■ **EXERCISE DESCRIPTION**: Return the lines below verbatim, from the first line up to and including the line that contains "5], [25, 13]]". Omit the pictures from your reply.

————————

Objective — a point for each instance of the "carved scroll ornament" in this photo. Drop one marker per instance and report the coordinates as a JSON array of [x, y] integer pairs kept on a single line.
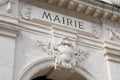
[[64, 53]]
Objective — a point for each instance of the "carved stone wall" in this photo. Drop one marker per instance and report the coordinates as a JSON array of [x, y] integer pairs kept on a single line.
[[31, 42]]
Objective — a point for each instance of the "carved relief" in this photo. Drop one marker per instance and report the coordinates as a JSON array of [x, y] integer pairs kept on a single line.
[[3, 2], [25, 13], [64, 53], [9, 6], [114, 34]]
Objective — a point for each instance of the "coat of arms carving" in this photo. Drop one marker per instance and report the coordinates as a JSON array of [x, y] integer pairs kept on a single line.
[[64, 53]]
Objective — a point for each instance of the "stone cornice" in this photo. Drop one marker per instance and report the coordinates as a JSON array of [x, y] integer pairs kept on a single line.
[[93, 8]]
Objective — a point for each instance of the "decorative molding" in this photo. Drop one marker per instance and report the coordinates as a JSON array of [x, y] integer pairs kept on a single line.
[[3, 2], [65, 54], [95, 31], [114, 34], [115, 2], [9, 5], [25, 13]]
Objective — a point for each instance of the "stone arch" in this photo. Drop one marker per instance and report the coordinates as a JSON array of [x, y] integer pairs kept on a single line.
[[40, 64]]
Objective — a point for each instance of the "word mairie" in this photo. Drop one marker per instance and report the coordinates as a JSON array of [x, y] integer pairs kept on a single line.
[[62, 20]]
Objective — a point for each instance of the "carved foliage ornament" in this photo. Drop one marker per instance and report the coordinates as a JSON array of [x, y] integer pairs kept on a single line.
[[64, 53], [25, 13]]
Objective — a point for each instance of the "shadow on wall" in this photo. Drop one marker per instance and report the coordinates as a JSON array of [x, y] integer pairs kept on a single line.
[[42, 78]]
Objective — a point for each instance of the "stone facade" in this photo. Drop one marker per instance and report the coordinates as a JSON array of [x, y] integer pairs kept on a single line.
[[69, 39]]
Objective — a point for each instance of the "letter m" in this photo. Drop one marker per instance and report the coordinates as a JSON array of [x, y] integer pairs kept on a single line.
[[47, 16]]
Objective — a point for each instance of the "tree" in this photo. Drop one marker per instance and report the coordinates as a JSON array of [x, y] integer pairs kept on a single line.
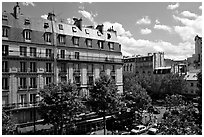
[[104, 97], [8, 123], [60, 105]]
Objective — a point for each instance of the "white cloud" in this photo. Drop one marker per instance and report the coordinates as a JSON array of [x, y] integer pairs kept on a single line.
[[188, 14], [162, 27], [44, 16], [145, 31], [89, 16], [200, 7], [28, 3], [171, 6], [144, 20], [189, 28], [157, 21]]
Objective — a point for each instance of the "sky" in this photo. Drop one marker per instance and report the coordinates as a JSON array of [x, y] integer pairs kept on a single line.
[[142, 27]]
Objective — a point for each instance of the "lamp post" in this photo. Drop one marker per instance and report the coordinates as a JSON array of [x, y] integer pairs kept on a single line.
[[34, 119]]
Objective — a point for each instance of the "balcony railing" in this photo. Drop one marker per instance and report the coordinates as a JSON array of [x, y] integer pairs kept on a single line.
[[92, 58]]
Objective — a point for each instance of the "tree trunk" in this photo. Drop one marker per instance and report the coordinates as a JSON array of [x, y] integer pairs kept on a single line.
[[104, 122]]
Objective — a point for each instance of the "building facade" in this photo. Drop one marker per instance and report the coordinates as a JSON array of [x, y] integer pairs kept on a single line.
[[144, 65], [37, 52]]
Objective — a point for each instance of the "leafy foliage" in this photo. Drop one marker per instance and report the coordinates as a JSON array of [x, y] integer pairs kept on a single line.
[[8, 123], [60, 104]]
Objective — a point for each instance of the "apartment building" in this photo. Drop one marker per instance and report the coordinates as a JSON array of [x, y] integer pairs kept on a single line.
[[36, 52], [144, 65]]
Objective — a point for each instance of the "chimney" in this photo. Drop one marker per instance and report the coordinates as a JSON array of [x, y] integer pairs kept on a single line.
[[51, 16], [78, 23], [16, 10], [100, 28]]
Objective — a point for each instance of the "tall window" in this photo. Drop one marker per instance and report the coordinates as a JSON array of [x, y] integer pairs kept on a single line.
[[5, 83], [111, 45], [48, 80], [32, 52], [48, 67], [23, 67], [76, 41], [100, 44], [23, 51], [33, 82], [89, 42], [62, 54], [48, 53], [76, 55], [27, 34], [5, 50], [61, 39], [47, 37], [5, 31], [33, 67], [5, 66], [23, 82]]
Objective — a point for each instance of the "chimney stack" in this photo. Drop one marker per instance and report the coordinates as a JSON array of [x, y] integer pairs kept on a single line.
[[16, 10], [78, 23], [100, 28]]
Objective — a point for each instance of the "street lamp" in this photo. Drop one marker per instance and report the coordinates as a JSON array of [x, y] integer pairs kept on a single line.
[[35, 101]]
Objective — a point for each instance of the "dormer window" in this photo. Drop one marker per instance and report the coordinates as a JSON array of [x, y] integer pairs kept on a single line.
[[87, 31], [74, 29], [27, 22], [4, 17], [27, 34], [60, 27], [46, 25]]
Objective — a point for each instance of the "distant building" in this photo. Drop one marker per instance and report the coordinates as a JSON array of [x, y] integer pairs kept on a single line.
[[144, 65]]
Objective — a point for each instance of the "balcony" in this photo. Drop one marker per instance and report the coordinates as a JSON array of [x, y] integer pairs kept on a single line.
[[91, 59]]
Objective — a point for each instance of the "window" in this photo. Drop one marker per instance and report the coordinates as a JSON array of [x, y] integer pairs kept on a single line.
[[27, 34], [27, 22], [33, 82], [23, 82], [32, 98], [60, 27], [33, 67], [47, 37], [5, 66], [48, 67], [23, 51], [23, 67], [192, 84], [111, 45], [22, 99], [32, 52], [62, 54], [61, 39], [48, 80], [89, 42], [5, 50], [5, 31], [76, 55], [100, 44], [76, 41], [5, 83], [48, 53]]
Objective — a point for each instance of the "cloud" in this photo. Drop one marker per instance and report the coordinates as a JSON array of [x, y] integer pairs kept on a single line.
[[162, 27], [189, 28], [28, 3], [144, 20], [171, 6], [44, 16], [89, 16], [189, 14], [145, 31]]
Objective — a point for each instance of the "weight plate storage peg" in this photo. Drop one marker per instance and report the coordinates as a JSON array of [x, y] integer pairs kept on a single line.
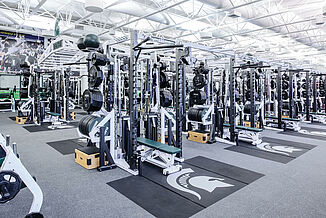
[[198, 97], [87, 123], [99, 59], [199, 81], [92, 100], [95, 77], [166, 98], [10, 184]]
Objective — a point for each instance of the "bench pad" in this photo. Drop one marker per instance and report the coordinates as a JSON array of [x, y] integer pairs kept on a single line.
[[244, 128], [159, 146]]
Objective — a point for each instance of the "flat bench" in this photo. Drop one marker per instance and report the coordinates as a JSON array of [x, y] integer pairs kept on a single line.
[[159, 146], [244, 128], [283, 118], [53, 114]]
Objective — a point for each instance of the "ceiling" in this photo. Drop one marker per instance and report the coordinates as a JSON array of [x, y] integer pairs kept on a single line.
[[280, 32]]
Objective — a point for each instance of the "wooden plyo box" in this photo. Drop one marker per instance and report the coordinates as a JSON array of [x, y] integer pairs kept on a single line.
[[88, 157]]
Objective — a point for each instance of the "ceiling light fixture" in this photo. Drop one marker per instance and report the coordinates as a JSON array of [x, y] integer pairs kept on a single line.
[[94, 6]]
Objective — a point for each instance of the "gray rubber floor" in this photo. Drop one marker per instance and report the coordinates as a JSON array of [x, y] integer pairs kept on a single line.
[[296, 189]]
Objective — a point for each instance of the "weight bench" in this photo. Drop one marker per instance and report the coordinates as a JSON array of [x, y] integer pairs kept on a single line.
[[292, 123], [159, 154], [248, 134], [54, 119]]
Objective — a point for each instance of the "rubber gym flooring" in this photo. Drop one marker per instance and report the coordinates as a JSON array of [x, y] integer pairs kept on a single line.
[[294, 189]]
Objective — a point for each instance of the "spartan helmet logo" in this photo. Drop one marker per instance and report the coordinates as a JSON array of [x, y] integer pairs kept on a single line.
[[182, 179], [286, 150]]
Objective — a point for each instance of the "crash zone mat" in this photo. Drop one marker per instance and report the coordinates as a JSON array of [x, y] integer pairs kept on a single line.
[[201, 183], [45, 127], [68, 146], [313, 133], [273, 149]]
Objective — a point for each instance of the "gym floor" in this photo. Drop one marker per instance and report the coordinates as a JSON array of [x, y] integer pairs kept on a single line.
[[295, 189]]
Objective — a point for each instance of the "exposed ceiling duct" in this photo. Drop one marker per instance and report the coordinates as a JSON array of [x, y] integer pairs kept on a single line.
[[250, 13], [138, 10]]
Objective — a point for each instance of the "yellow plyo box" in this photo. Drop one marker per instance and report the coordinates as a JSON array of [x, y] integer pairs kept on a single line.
[[88, 157], [198, 136]]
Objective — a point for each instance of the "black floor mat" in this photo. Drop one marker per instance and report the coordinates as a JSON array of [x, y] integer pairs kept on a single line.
[[201, 183], [45, 127], [154, 198], [293, 133], [68, 146], [285, 151]]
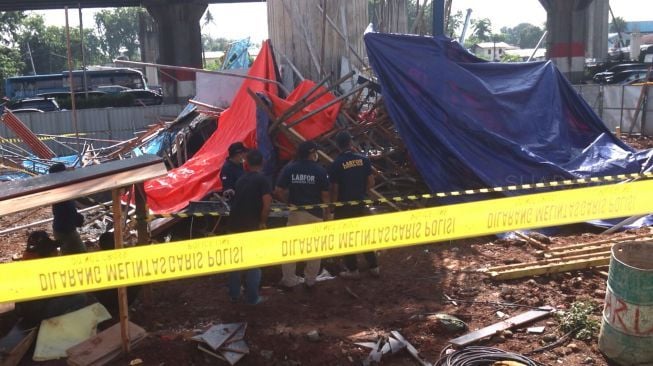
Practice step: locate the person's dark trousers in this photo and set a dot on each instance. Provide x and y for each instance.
(350, 260)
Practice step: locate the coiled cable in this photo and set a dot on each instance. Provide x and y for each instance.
(481, 356)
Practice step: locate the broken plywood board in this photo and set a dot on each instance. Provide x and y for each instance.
(217, 335)
(15, 344)
(59, 333)
(520, 319)
(104, 347)
(237, 347)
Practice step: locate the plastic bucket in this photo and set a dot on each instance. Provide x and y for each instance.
(627, 328)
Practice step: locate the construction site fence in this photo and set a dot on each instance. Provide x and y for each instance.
(617, 104)
(98, 126)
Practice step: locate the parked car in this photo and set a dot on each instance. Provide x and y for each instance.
(112, 89)
(626, 76)
(602, 77)
(144, 96)
(34, 104)
(78, 95)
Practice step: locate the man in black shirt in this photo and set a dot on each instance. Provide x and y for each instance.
(249, 211)
(351, 178)
(66, 221)
(232, 169)
(303, 182)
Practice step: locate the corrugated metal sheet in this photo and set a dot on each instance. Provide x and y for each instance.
(116, 124)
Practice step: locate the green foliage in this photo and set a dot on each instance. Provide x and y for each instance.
(618, 24)
(482, 29)
(214, 65)
(524, 35)
(215, 44)
(510, 58)
(49, 49)
(580, 320)
(10, 25)
(119, 30)
(10, 64)
(455, 24)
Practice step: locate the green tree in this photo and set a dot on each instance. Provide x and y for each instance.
(118, 29)
(454, 24)
(215, 44)
(618, 24)
(10, 25)
(524, 35)
(49, 49)
(482, 29)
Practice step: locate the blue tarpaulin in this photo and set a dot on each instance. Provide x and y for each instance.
(468, 123)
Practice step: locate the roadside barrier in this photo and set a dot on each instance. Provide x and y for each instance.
(33, 279)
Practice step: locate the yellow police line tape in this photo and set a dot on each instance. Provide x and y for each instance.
(15, 140)
(189, 258)
(416, 197)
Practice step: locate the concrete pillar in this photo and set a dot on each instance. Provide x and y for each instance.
(149, 39)
(597, 32)
(180, 44)
(567, 25)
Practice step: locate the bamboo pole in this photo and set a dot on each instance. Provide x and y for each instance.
(122, 291)
(72, 88)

————————

■ **REPLY TO THE TASK**:
Objective — a point for each instance of the "carved scroll ornament" in this photo. Drop one marker per instance and report the coordinates as a JSON array of [x, y] integer pairs kept on a single line.
[[64, 53]]
Objective — a point for each instance of the "carved stone wall" in this photo. Drop one marker per instance and report the coordinates as a JSON array of [x, y] integer pairs kept on a single line.
[[31, 42]]
Objective — a point for each instance of the "carved relief" in this photo. Drop one marker per instance and report the coordinates as a JSON array of [x, y] integer pairs kept on a single line.
[[3, 2], [25, 13], [64, 53], [9, 6], [114, 34]]
Objective — a point for each instance of the "coat of arms carving" in this photo. Drop one marker per instance and report the coordinates as a JSON array of [x, y] integer pairs kept on a single line.
[[64, 53]]
Objective — a point for each instance of the "stone cornice" in this photo. Drop one marker per instance and report the coordinates as a JSON array of [x, y] integer pairs kept on a single line.
[[93, 8]]
Objective — a point for each instance of the "decorative molding" in this photo. Drop one marker per instance and report the coordinates as a JSON array of [x, y] integer pairs kept on a single line.
[[3, 2], [65, 54], [95, 31], [114, 34], [115, 2], [9, 5], [25, 13]]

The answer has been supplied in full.